▸ **TASK GOAL**:
Locate every line in the rows below that contains the string "query" and copy each of those lines in full.

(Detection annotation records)
— BEGIN —
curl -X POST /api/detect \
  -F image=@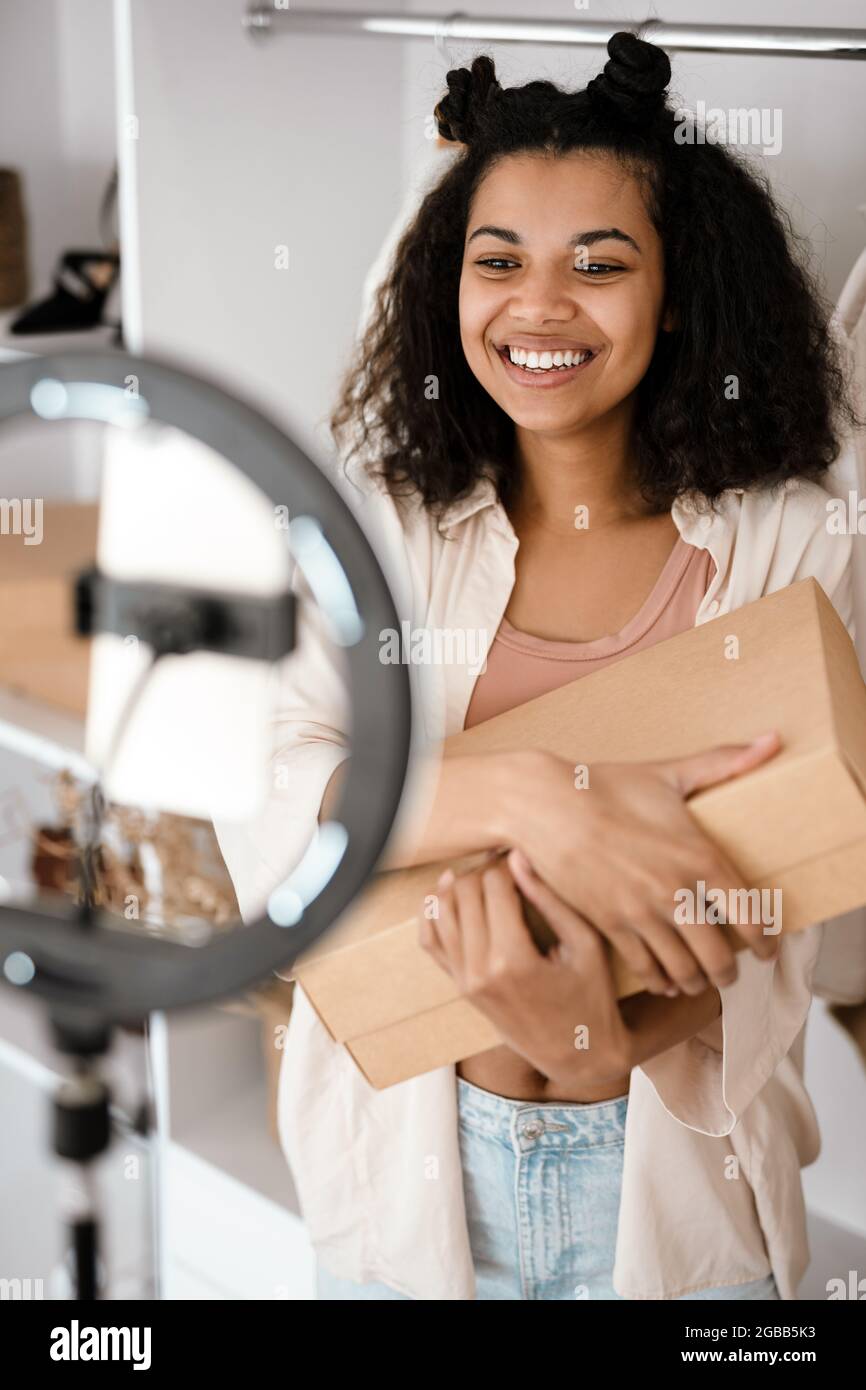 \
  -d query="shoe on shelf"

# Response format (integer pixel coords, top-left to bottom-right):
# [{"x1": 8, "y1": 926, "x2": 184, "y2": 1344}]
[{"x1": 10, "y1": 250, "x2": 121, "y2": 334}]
— END —
— BEGIN —
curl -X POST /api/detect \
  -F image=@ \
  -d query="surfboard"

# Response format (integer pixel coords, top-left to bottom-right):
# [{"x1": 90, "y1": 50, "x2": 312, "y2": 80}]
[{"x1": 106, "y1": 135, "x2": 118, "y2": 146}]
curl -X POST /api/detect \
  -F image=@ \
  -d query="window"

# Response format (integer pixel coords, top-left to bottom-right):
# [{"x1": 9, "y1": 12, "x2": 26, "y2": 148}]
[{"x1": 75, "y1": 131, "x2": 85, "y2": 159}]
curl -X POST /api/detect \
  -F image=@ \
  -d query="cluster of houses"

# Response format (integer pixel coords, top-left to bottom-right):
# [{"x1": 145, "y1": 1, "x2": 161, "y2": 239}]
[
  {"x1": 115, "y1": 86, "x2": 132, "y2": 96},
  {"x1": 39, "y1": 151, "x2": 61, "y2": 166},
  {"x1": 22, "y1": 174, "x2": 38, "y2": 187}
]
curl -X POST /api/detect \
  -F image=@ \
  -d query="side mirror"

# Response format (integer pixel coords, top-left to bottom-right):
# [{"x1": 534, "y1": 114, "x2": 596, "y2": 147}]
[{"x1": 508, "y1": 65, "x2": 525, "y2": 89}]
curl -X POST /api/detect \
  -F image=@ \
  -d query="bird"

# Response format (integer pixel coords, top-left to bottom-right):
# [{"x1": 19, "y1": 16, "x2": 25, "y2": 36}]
— END —
— BEGIN —
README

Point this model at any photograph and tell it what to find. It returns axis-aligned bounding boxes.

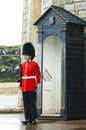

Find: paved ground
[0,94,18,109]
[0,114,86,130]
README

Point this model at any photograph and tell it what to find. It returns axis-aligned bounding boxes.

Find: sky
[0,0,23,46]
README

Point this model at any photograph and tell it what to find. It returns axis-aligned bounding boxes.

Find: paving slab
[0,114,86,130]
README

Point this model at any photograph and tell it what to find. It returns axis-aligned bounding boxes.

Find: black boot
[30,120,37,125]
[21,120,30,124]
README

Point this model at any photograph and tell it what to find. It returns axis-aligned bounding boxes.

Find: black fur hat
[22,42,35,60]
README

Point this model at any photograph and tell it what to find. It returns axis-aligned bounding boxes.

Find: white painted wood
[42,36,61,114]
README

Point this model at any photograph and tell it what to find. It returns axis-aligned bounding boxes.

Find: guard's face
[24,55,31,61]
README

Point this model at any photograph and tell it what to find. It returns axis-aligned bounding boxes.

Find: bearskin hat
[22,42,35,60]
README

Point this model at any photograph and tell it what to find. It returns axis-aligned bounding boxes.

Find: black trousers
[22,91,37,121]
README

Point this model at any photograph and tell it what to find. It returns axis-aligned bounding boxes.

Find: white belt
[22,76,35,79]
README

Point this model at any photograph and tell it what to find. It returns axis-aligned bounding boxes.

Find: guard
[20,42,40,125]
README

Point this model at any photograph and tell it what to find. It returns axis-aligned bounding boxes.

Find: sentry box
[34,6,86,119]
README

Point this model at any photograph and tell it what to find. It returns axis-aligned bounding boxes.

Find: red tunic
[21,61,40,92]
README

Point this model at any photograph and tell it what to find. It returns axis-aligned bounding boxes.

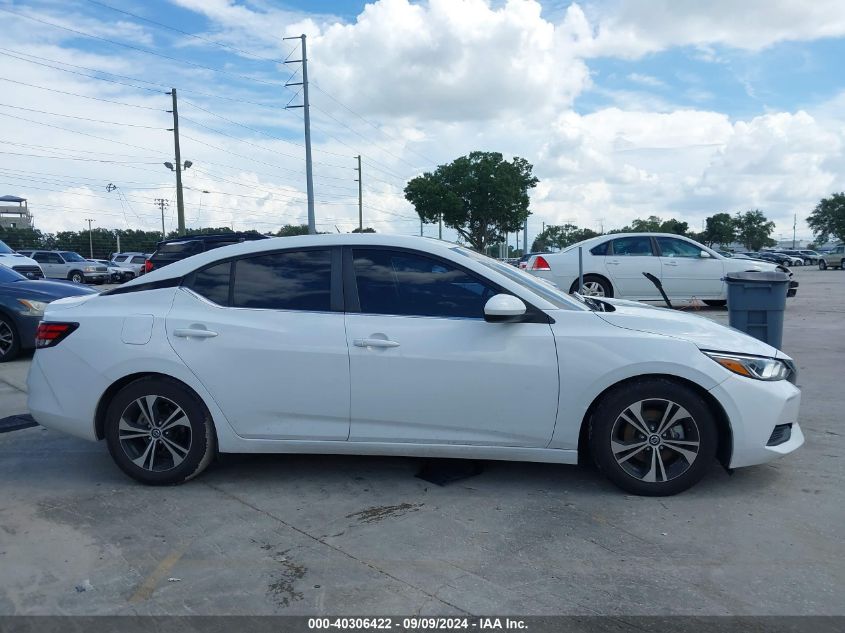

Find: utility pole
— END —
▸ **TASK RESULT**:
  -d query="shoe on shelf"
  -d query="surfboard"
  -d query="window"
  -d query="cluster of houses"
  -d query="side mirror"
  -d query="bird"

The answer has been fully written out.